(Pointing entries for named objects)
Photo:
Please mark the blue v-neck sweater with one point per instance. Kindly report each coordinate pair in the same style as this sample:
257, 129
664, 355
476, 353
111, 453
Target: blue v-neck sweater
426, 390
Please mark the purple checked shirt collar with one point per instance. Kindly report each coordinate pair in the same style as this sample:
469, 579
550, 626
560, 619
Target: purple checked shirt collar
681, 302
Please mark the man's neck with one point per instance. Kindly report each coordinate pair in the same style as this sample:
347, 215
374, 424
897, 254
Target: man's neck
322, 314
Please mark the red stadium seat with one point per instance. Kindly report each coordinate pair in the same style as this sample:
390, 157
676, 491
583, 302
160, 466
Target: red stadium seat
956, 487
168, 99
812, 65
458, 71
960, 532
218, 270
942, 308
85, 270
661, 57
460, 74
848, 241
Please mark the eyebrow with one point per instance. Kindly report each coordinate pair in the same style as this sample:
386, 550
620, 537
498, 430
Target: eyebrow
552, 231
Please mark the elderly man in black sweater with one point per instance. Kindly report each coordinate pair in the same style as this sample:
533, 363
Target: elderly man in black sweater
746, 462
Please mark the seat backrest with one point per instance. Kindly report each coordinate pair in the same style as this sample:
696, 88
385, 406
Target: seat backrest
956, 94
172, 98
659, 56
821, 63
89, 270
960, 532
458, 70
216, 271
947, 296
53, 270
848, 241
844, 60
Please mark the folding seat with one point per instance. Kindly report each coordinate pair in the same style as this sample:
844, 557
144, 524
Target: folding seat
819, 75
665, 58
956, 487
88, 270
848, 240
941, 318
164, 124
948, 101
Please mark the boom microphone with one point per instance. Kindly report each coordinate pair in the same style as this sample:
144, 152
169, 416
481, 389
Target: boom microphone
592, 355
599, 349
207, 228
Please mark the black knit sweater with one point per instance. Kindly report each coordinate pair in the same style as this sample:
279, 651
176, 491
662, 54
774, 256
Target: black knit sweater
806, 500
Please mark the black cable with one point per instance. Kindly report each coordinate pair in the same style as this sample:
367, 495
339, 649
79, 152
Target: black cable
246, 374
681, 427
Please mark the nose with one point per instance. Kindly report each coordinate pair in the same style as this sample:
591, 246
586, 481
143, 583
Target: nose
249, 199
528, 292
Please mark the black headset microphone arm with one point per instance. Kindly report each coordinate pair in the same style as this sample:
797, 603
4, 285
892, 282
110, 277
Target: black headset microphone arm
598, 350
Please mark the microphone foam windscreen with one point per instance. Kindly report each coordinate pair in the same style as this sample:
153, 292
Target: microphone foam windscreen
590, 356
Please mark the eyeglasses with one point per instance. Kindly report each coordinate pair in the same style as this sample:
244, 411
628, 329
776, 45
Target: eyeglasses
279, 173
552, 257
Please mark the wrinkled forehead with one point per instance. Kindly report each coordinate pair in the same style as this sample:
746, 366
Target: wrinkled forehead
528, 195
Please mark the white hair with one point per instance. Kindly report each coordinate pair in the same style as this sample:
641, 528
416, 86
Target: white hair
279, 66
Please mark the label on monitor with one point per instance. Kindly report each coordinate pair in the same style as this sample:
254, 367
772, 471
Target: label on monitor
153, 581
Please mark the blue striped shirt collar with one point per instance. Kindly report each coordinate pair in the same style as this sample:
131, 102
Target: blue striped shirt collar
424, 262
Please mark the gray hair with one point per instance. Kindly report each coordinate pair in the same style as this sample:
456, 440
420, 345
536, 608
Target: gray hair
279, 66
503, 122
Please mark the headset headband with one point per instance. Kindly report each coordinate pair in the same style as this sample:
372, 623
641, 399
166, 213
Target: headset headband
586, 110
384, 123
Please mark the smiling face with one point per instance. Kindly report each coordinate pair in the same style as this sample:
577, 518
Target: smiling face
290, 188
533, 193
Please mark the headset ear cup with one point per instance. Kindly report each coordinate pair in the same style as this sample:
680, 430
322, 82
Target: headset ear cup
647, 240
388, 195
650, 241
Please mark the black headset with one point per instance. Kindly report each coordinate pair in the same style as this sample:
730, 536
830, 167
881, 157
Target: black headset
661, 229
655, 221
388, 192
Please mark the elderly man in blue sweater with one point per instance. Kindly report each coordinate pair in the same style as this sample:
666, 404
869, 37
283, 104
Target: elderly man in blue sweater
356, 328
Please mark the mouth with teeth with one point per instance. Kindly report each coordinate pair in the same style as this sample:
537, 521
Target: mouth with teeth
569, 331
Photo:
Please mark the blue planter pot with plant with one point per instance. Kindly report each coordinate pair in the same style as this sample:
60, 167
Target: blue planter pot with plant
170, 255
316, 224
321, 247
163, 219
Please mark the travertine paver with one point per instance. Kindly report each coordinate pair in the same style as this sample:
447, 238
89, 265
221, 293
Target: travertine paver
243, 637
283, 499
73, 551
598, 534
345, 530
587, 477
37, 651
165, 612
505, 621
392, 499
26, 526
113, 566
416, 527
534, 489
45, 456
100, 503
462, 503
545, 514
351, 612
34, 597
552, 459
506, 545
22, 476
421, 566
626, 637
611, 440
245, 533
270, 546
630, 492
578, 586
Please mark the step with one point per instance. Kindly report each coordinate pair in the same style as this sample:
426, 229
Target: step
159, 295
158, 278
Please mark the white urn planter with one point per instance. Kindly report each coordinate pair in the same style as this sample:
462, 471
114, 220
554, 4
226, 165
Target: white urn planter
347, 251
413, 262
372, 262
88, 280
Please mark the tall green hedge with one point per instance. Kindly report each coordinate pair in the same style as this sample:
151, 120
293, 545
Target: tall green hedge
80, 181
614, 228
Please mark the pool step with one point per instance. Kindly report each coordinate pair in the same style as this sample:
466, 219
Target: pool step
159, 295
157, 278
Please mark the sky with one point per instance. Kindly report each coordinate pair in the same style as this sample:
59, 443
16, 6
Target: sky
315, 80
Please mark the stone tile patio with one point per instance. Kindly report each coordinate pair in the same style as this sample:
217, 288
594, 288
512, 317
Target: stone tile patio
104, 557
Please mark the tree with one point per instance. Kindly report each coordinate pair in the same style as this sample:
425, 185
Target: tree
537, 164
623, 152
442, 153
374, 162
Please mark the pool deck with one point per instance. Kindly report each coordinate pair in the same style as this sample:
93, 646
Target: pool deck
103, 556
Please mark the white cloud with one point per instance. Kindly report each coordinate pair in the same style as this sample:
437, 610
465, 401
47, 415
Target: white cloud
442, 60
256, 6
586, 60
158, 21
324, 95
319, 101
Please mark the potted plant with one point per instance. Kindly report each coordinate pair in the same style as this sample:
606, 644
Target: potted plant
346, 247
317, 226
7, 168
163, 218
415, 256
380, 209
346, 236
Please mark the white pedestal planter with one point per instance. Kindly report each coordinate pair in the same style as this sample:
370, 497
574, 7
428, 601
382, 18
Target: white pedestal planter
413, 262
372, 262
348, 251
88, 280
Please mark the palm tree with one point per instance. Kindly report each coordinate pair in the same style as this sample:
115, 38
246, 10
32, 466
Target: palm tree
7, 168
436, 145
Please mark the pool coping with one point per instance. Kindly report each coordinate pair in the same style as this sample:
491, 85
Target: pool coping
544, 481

What you are asked to do |
Rewrite all of the material above with every "instance" changed to "item", keeping everything else the same.

Response |
Photo:
Please mark the blue v-neck sweater with one point per item. Kindly report each coordinate pair in the same style as this sample:
257, 129
664, 355
476, 353
111, 453
Target: blue v-neck sweater
426, 390
Please mark the purple checked shirt collar with one point per item. Kindly report each coordinate pair in the same style as this sample:
469, 579
550, 626
560, 619
Target: purple checked shirt collar
681, 302
Please mark the man's neck with one point per item. Kindly report each coordinate pair in the same style as this sample:
347, 215
374, 424
897, 254
Target: man's neck
322, 314
Please mark the red stadium seat with one point per item. Kindly report each coordinate pair in the same style as this sample:
390, 157
676, 491
583, 302
160, 466
Target: red stadium seat
956, 487
168, 99
812, 65
458, 71
960, 532
218, 270
942, 308
85, 270
661, 57
460, 74
848, 241
Please mark the eyebrow with one point per item. Kindly report each coordinate pair in the same style as this sample:
386, 550
620, 537
498, 430
Target: eyebrow
552, 231
Please mark the elderly man in black sweater with one point per item. Kindly report each coordinate pair in the same style as this sample:
533, 363
Target: elderly man in black sweater
746, 462
Please mark the seat backrest with one point per item. Kindly report each coordinate pair in the same style as this sample:
696, 88
385, 406
Target: seat backrest
956, 94
172, 98
659, 56
821, 63
89, 270
960, 532
458, 70
216, 271
947, 296
53, 270
848, 241
844, 60
Please mark the folding seat with one point per item. Kindly report each coordinate pair in the same style as this sample:
844, 557
144, 524
Target: folding seat
819, 75
665, 58
956, 487
88, 270
848, 240
941, 318
164, 124
948, 101
Please mark the boom microphone with one point per item. Kindly report each coordinate pair in the same style as this sample:
144, 152
169, 416
481, 389
Target: boom microphone
592, 355
599, 349
207, 228
Please mark the black knit sweater with one point per item. Kindly report each coordinate pair in the same style as this sample:
279, 651
176, 491
662, 54
774, 256
Target: black knit sweater
806, 500
Please mark the black cable with one point per item. Kindly report each coordinate pair in the same style as this sample:
367, 495
339, 649
79, 152
Target: black cable
246, 374
681, 427
Please mark the nose with one point per item. Kindly report each coordinate pair in the same style as this sample:
591, 246
586, 481
143, 583
Target: nose
249, 199
528, 292
Please mark the black headset microphone arm with one point per item. Kindly report each coordinate pair in the same style as this sample:
797, 603
4, 285
892, 282
110, 277
Target: black headset microphone arm
598, 350
Please mark the microphone foam windscreen with one point per item. Kindly report each coordinate pair in the same style as this sample:
153, 292
Target: microphone foam windscreen
590, 356
Please mark the eyeglasses with one point per item. Kindly report each coordinate pair in the same style as this sample:
244, 411
628, 329
776, 45
Target: eyeglasses
279, 173
552, 257
Please mark the wrinkled forehead with one point per item. Kindly report each coordinate pair in the same style as this sample:
746, 366
Target: wrinkled forehead
528, 195
Please mark the white hair with one point per item. Kindly report each coordinate pair in the same style as this sample:
641, 528
416, 86
Target: white hair
279, 66
Please mark the label on monitor with one point per item. Kindly report each coordinate pair in the same style as this sample:
254, 367
772, 471
Target: label on monitor
153, 581
Please mark the blue striped shirt collar with one point per item. Kindly report each coordinate pair in the same style as this sample:
131, 102
Target: blue striped shirt collar
424, 262
Please mark the gray hair with one point per item. Kindly report each coordinate pair in the same style as this sample:
456, 440
420, 345
536, 608
Target: gray hair
279, 66
503, 122
Please mark the headset headband with one point per item. Kindly report each coordinate pair in the same style as this sample:
372, 623
641, 399
166, 213
Target: headset headband
586, 110
384, 123
Please mark the smiling face with one point per item. Kindly report each coordinate pair in the same style as this sample:
577, 518
Target: smiling face
290, 188
533, 193
Please mark the headset ear cup with one point per item. Kindly report each coordinate pair in the same style as this sample:
680, 430
322, 82
Target: headset ear cup
647, 240
388, 195
650, 241
Please mark the black headset with one point per item. Kindly report each coordinate pair in the same style as this sample:
730, 536
830, 167
881, 157
Target: black headset
661, 229
655, 221
388, 192
Please mark the elderly man in blue sweater with one point per item. Kindly report each coordinate pair in the same style as this sample:
666, 404
869, 37
283, 104
Target: elderly man in blue sweater
356, 328
Please mark the mouth with teeth with one point per item. Kindly report each coordinate pair in the same style as this sample:
537, 521
Target: mouth with teeth
569, 331
Photo:
Please mark the blue planter pot with plant with one point per item. Kindly report each coordinate pair in the same style as this sample:
60, 167
Target: blue planter pot with plant
170, 255
316, 224
321, 247
163, 219
Please mark the travertine paver with one point per item. Kindly report each coordinate pair in the same style as this sample:
447, 238
89, 265
221, 293
Target: travertine paver
243, 637
283, 499
73, 551
598, 534
345, 530
587, 477
37, 651
165, 612
505, 621
392, 499
26, 526
113, 566
416, 527
534, 489
45, 456
100, 503
462, 503
545, 514
351, 612
34, 597
552, 459
506, 545
22, 476
421, 566
626, 637
611, 440
245, 533
270, 546
630, 492
578, 586
Please mark the step with one point per item. Kindly report each coordinate pair in the same style as this sample:
426, 229
Target: step
159, 295
158, 278
Please mark the white urn planter with one point per item. Kindly report each coordinate pair in the same style as this sample:
462, 471
114, 220
554, 4
226, 165
Target: white urn planter
347, 251
413, 262
372, 262
88, 280
Please mark the tall green hedge with one point per item. Kindly report each coordinate pair in the same style as this sample:
151, 120
293, 545
Target: tall green hedge
80, 181
614, 228
Please mark the pool step with one point per item. Kindly report each coordinate pair in the same style as this sample:
466, 219
Target: pool step
159, 295
157, 278
Please mark the sky with one point per item. Kindly report each coordinate pair in the same style as this sample:
59, 443
16, 6
Target: sky
315, 80
Please mark the stone tile patio with one point per item. Kindly report each coordinate pair in the same style as this sample:
217, 288
594, 288
512, 317
Target: stone tile patio
104, 557
Please mark the tree with one point per item. Kindly report each coordinate pair in the same style as this sample:
425, 185
Target: tree
537, 164
623, 152
442, 153
374, 162
Please mark the pool deck with one point per item. Kindly report each coordinate pair in the same style as this sample:
93, 646
Target: pool deck
103, 556
Please mark the white cloud with one point per item. Kindly report each coordinate pair in the same style as this sample:
437, 610
465, 401
47, 415
Target: white cloud
442, 60
256, 6
586, 60
158, 21
324, 95
319, 101
Please mark the potted plant with one point per item. Kindly report each coordinate pair in the same style as this sample:
606, 644
Target: potted plant
346, 247
317, 226
7, 168
163, 218
415, 256
380, 209
346, 236
Please mark the white pedestal planter with one point per item. Kindly report each coordinate pair in the same style as this sample:
370, 497
574, 7
428, 601
382, 18
Target: white pedestal planter
413, 262
372, 262
348, 251
88, 280
Please mark the palm tree with one point per item. Kindly report each coordinate pair in the same style as this sample:
115, 38
246, 10
32, 466
Target: palm tree
7, 168
436, 145
Please mark the pool coping with one point per item. Kindly report each coordinate pair in the same style as this sample:
491, 85
Target: pool coping
544, 481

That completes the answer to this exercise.